- _Problem details_
What is needed here is an exact repetition of the records below, beginning at the line that has "Please drop a marker on the wooden post" and stopping after the line that has "Please drop a marker on the wooden beam".

Dataset items:
□ □ □ □ □ □ □

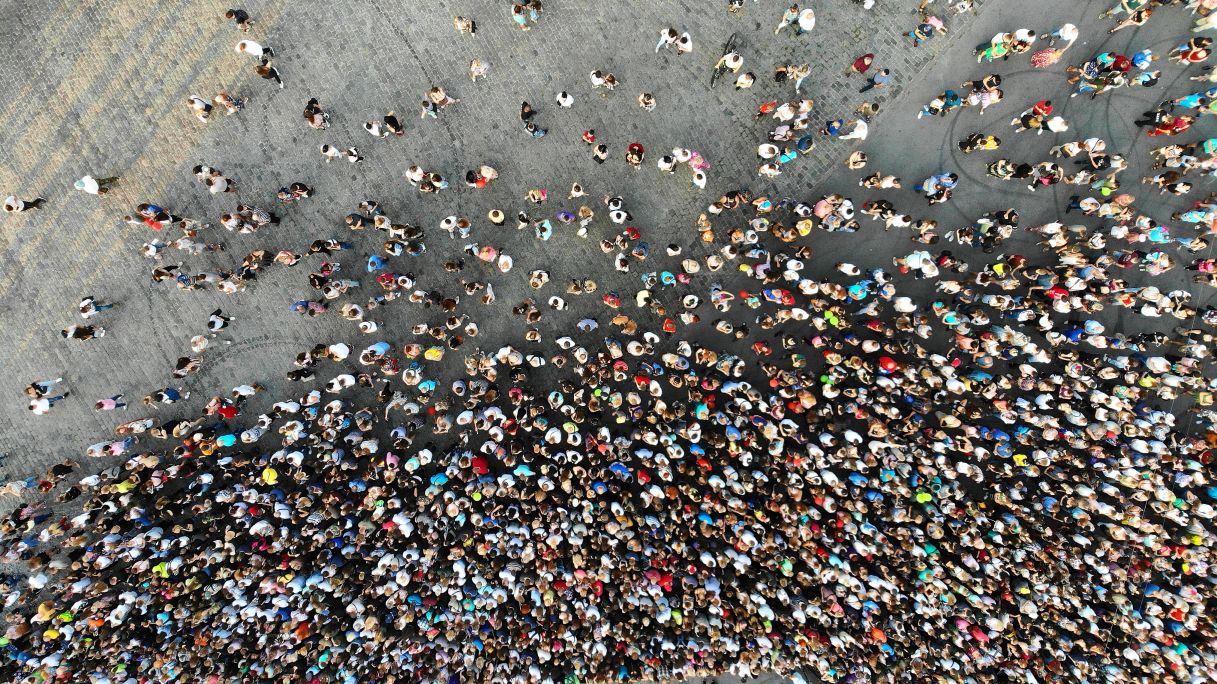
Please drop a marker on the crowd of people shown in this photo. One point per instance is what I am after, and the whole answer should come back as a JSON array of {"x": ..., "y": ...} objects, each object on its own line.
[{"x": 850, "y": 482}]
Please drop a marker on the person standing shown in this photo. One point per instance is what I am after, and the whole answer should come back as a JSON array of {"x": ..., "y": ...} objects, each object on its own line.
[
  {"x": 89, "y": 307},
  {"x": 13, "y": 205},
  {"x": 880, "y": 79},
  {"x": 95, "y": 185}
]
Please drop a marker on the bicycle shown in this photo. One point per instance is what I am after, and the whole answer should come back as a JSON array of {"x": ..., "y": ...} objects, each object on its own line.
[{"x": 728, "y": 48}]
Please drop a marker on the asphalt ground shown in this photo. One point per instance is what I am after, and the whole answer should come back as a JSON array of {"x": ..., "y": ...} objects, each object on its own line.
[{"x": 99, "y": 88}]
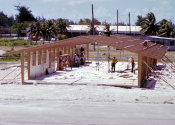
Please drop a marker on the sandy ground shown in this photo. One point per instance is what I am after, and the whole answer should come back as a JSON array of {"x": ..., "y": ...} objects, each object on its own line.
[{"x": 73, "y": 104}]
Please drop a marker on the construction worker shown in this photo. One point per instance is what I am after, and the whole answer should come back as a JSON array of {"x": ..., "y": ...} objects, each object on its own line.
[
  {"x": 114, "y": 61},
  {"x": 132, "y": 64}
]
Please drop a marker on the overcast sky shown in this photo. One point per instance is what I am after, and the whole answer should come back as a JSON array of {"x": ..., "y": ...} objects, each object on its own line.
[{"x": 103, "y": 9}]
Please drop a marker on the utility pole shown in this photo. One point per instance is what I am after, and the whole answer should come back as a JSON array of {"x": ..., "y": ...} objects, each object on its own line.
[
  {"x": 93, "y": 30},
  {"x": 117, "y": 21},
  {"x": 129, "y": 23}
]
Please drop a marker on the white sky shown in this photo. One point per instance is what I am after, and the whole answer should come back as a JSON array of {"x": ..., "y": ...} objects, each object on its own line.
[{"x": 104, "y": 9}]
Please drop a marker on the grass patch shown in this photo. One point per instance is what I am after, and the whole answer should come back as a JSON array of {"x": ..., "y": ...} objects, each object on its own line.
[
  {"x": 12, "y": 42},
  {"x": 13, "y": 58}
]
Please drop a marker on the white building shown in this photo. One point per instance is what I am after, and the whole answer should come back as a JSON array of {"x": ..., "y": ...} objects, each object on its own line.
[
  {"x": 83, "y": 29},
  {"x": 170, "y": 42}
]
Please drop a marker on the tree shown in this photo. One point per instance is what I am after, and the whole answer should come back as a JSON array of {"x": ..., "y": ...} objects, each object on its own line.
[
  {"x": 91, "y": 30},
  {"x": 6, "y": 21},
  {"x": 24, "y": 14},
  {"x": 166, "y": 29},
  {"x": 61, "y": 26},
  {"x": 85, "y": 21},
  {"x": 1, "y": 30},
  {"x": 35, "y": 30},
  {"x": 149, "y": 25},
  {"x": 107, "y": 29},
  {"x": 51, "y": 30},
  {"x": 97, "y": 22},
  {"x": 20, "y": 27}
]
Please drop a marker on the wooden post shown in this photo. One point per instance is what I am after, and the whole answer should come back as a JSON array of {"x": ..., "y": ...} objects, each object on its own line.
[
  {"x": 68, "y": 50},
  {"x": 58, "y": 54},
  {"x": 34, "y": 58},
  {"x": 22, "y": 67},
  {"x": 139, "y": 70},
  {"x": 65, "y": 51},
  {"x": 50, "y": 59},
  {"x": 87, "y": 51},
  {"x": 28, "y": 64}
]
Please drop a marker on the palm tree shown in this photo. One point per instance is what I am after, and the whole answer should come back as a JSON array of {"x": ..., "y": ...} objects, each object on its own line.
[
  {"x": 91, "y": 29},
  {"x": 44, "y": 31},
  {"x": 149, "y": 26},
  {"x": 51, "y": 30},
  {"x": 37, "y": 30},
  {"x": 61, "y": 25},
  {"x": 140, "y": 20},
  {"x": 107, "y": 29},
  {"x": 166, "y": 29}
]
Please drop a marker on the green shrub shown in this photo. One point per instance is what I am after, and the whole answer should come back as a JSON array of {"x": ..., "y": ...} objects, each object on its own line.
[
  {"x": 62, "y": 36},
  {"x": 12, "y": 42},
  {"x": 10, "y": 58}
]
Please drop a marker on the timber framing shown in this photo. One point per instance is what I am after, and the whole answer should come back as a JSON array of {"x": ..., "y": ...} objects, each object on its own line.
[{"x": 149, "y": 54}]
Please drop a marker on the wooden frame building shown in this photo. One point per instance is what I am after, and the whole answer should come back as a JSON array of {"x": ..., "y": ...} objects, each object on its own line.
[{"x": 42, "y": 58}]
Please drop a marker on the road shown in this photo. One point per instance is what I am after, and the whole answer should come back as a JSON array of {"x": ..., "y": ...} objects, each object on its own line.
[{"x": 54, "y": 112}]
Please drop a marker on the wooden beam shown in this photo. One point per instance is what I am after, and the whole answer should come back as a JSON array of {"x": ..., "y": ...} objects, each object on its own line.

□ □ □ □ □ □ □

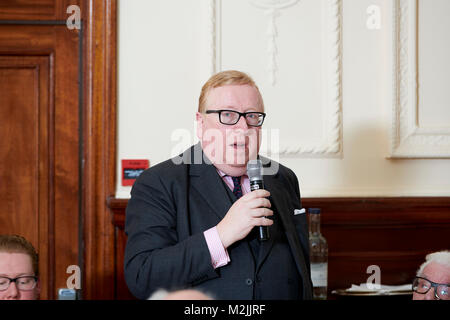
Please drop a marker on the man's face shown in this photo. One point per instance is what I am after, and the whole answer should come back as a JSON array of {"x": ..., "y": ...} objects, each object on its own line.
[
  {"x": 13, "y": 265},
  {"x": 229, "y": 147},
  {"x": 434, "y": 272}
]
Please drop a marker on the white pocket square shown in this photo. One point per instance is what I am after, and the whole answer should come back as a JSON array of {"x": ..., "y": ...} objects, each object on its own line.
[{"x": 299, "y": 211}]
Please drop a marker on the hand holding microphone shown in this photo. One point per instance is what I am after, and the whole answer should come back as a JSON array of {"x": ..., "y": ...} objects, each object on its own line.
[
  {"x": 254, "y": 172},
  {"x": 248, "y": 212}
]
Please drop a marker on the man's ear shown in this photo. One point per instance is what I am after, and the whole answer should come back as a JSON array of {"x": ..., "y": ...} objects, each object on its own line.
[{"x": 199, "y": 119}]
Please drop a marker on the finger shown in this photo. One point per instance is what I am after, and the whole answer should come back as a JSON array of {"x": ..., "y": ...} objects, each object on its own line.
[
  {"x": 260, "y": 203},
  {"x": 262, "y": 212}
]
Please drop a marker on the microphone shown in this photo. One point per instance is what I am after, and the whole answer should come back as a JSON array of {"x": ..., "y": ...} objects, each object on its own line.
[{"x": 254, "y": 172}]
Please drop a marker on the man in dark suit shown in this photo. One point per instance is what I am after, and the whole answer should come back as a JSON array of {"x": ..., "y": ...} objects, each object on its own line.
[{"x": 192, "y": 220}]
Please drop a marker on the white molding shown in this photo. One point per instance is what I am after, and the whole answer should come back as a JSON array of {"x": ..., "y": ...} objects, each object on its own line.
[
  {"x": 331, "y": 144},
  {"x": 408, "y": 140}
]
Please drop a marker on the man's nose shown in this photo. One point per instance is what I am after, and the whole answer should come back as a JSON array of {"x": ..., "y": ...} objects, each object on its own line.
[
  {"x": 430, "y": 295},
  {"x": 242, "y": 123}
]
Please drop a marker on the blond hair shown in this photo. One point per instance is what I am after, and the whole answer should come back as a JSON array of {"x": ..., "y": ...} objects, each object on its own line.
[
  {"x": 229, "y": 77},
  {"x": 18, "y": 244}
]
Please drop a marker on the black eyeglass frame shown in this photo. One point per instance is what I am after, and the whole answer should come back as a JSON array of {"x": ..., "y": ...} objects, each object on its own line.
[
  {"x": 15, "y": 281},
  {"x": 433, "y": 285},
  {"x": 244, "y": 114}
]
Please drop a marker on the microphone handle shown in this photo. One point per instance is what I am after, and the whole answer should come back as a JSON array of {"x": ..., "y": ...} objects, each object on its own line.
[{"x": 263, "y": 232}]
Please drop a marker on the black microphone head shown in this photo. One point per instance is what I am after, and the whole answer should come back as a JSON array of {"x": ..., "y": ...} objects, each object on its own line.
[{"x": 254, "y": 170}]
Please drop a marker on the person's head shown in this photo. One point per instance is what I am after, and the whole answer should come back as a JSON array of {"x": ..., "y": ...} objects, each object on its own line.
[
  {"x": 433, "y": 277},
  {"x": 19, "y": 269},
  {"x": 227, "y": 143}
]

□ □ □ □ □ □ □

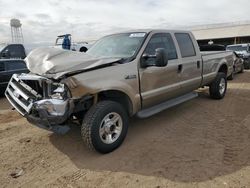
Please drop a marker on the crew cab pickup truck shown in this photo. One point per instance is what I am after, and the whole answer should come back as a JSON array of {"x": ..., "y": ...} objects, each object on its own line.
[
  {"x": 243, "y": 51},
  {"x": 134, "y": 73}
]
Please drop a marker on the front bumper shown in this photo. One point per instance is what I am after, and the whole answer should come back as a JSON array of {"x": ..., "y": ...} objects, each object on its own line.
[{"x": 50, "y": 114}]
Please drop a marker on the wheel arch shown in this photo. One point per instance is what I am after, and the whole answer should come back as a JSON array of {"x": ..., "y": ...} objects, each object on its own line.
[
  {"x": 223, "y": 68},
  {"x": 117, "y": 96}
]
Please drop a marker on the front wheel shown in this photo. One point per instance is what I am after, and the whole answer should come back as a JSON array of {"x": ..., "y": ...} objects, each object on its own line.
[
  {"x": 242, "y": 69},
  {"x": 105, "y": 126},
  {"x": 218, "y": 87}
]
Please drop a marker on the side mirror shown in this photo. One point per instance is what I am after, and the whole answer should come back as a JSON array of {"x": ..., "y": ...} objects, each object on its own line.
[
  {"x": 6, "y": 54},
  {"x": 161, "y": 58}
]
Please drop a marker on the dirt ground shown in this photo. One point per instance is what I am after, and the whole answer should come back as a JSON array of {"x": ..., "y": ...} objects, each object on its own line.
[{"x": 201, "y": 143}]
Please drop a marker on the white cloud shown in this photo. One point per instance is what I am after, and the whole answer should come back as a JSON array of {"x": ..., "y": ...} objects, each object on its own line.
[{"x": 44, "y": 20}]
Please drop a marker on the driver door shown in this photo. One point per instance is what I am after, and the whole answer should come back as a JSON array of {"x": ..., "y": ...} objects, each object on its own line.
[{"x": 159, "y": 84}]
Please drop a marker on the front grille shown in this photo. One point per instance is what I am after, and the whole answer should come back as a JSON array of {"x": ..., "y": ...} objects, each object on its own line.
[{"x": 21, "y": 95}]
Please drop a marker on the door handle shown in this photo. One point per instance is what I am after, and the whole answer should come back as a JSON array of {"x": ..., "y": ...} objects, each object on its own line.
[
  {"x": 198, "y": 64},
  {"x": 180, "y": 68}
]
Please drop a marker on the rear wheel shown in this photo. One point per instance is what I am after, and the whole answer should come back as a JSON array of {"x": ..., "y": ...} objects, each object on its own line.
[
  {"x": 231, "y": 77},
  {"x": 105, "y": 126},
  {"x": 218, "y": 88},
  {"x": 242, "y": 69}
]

□ □ □ □ □ □ □

- _Output for this exercise_
Please drop a marker on the wooden post shown in this photo. One point per instance is what I am after, and the whole answer should come back as a JSON array of {"x": ..., "y": ...} objects, each object on its own line.
[
  {"x": 68, "y": 50},
  {"x": 58, "y": 54},
  {"x": 34, "y": 58},
  {"x": 22, "y": 67},
  {"x": 139, "y": 70},
  {"x": 65, "y": 51},
  {"x": 50, "y": 59},
  {"x": 87, "y": 51},
  {"x": 28, "y": 64}
]
Please drop a marker on the palm tree shown in this photo. One point per instance is what I am after, and the whole answer should come back as a JSON array of {"x": ..., "y": ...} objects, each object on its own line.
[
  {"x": 91, "y": 29},
  {"x": 44, "y": 31},
  {"x": 149, "y": 26},
  {"x": 51, "y": 30},
  {"x": 37, "y": 30},
  {"x": 61, "y": 25},
  {"x": 140, "y": 20},
  {"x": 107, "y": 29},
  {"x": 166, "y": 29}
]
Please drop a marker on the green shrub shown in this photo. One point per instance is what I am after, and the whole answer should come back as a JSON array of {"x": ..., "y": ...} objects, each object on its own line.
[
  {"x": 62, "y": 36},
  {"x": 12, "y": 42},
  {"x": 10, "y": 58}
]
Please drop a marker on the timber framing shown in this photo. One point per instance is what I am after, and the whole answer should come back as a JSON array of {"x": ..., "y": ...} objects, each object on its own line.
[{"x": 149, "y": 54}]
Please drop a marker on the wooden frame building shown in this photo. One point per instance is what I am after, and the whole answer should come back as a JSON array of {"x": ..., "y": ...} objects, each object on its own line.
[{"x": 42, "y": 58}]
Please drop a marker on the road shown in this photo. One point per instance is what I am after, and the whole answer should come back as a JSON array of {"x": ..., "y": ...} objects, each object on its own line.
[{"x": 54, "y": 112}]
Please drop a marker on the wooden beam shown in this photo. One point per instance is what I am after, and the whole answer should come back as a JSON array of {"x": ..., "y": ...} objects, each object on its own line.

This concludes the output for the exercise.